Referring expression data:

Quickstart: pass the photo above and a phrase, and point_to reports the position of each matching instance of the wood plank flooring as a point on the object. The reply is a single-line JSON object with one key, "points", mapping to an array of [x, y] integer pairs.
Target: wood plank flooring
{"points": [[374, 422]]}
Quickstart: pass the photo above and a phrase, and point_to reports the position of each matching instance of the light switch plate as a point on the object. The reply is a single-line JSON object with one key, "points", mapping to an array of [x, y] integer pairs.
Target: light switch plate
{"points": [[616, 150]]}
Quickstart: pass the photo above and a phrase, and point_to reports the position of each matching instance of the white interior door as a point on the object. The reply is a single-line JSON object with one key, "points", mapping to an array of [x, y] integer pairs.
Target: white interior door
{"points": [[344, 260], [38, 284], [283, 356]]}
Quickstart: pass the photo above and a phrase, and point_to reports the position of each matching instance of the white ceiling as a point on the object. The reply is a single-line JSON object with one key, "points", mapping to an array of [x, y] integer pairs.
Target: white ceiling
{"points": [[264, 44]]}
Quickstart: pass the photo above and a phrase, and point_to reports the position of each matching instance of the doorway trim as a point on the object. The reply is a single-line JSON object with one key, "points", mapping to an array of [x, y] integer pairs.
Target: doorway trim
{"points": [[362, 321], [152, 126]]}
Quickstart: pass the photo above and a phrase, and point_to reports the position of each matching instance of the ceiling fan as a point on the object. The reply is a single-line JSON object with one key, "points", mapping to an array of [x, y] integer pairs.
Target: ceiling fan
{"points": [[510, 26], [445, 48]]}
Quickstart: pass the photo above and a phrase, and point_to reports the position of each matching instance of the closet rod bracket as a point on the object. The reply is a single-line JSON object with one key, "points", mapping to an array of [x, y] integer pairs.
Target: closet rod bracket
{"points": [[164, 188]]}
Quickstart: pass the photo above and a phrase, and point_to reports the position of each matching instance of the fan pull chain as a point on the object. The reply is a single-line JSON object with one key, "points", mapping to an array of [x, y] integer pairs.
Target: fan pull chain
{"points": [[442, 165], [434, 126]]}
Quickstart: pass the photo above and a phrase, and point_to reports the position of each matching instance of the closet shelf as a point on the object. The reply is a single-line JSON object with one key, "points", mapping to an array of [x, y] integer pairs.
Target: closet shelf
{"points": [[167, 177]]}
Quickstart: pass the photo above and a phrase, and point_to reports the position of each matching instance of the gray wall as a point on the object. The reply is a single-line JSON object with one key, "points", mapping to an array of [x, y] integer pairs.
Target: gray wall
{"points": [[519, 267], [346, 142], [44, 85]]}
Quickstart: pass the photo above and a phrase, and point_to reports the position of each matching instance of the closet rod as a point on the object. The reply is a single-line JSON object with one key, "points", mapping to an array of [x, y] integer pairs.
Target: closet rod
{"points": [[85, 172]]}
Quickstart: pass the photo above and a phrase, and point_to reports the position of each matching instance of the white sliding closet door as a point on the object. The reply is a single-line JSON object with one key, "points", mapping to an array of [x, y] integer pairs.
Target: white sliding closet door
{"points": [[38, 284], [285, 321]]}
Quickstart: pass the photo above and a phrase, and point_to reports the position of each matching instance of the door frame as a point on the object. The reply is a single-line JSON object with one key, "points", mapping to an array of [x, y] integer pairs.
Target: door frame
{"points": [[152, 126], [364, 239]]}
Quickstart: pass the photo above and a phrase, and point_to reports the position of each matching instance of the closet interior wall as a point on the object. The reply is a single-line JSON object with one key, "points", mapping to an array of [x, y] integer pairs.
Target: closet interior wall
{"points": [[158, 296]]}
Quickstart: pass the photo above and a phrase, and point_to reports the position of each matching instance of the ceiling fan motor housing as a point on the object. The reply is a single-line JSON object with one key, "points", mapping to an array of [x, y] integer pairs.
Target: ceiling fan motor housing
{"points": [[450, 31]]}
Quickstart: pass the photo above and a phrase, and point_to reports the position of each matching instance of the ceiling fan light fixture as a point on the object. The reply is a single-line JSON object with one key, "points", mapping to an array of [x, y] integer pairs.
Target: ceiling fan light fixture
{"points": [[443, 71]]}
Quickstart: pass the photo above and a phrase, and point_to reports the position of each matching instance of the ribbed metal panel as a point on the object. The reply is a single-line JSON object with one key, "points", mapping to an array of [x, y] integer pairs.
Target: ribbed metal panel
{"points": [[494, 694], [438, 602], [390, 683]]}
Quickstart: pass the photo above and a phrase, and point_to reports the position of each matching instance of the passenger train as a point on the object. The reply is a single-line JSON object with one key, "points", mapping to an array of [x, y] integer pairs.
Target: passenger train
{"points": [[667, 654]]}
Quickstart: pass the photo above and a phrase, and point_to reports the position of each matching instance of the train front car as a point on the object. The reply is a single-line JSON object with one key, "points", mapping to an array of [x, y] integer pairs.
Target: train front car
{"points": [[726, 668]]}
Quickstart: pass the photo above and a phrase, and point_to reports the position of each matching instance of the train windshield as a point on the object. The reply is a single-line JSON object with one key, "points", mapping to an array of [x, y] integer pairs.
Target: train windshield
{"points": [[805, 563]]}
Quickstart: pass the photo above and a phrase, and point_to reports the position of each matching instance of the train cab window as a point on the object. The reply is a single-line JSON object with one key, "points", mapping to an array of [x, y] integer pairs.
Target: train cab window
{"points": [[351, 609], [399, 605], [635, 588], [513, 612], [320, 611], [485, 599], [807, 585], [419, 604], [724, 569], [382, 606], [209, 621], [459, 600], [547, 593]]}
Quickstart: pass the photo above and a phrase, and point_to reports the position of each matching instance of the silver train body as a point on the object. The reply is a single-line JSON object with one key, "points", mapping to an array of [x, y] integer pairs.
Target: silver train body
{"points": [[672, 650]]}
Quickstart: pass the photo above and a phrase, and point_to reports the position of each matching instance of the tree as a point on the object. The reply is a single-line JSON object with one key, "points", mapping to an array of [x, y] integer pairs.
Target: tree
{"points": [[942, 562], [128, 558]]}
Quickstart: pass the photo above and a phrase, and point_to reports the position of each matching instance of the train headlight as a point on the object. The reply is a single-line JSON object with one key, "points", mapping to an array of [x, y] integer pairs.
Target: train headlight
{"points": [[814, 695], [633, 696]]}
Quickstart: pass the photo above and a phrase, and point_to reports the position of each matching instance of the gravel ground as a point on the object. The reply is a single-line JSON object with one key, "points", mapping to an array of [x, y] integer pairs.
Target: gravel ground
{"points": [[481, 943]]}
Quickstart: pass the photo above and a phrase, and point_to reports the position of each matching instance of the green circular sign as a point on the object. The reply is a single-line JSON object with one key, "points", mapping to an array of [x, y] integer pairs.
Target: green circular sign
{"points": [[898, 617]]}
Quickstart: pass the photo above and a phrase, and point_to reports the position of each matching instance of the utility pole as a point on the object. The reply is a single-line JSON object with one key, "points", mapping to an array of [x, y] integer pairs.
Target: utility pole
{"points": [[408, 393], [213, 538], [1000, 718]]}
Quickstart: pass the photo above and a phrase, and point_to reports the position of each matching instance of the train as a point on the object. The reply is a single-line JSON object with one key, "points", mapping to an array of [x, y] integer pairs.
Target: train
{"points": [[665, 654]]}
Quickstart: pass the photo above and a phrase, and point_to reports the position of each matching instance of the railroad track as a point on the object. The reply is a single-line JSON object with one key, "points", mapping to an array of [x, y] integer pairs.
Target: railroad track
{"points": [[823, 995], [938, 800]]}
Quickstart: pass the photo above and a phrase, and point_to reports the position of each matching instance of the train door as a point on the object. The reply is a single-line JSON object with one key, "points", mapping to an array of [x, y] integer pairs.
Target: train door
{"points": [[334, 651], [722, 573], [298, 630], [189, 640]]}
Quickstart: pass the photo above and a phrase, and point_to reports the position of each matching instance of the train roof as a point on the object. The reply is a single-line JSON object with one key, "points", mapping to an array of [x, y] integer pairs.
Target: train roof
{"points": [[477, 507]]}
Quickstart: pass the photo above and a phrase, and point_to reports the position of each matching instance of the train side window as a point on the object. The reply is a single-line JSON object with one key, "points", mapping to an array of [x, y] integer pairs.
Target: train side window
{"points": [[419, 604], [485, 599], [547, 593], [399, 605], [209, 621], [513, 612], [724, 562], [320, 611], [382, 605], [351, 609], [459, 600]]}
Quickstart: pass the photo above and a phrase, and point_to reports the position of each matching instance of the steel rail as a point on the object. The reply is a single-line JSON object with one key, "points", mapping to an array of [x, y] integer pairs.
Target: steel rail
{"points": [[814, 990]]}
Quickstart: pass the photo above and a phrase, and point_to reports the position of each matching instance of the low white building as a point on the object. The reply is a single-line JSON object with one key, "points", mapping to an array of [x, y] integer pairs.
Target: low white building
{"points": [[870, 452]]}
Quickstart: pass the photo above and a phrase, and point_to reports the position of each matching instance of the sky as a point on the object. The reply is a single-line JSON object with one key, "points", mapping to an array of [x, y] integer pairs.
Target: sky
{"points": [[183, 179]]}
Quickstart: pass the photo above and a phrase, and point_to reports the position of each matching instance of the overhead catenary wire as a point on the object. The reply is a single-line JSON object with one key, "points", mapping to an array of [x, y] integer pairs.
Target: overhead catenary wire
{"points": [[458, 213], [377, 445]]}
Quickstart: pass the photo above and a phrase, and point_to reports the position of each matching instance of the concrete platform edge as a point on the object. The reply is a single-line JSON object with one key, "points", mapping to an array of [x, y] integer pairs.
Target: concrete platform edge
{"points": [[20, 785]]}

## EXERCISE
Your answer must hold the line containing "Target: steel rail" and all lines after it in the entries above, exactly, and nothing else.

## WRITTEN SOLUTION
Target: steel rail
{"points": [[814, 990]]}
Quickstart: pass the photo above and a phrase, and point_to reports the position of each matching instance of the low white building as a point on the object. The reply is a single-line JSON object with one key, "points", mapping to an array of [x, y] integer pairs.
Target: low white building
{"points": [[870, 452]]}
Quickstart: pass the photo above and a phrase, and point_to reports the position of each matching instance of the sky as a point on the object. The reply is a single-line JSON object with one key, "points", mapping to an array of [x, y] integer pairs.
Target: sky
{"points": [[183, 179]]}
Quickstart: pass the photo above and a phrase, and point_to reports the position of each matching instance of the overhead catenary wire as a point on the object. The reply is a single-line JSON object with one key, "points", mapping to an array of [x, y] integer pairs.
Target: overhead catenary wire
{"points": [[458, 213], [377, 445]]}
Quickstart: pass the photo above and a phrase, and point_to reports the position of each matching instance of the concrete platform edge as a point on the object. The reply is a single-line JSON object with one key, "points", mapping to an array of [x, y] integer pairs.
Target: concrete platform edge
{"points": [[20, 785]]}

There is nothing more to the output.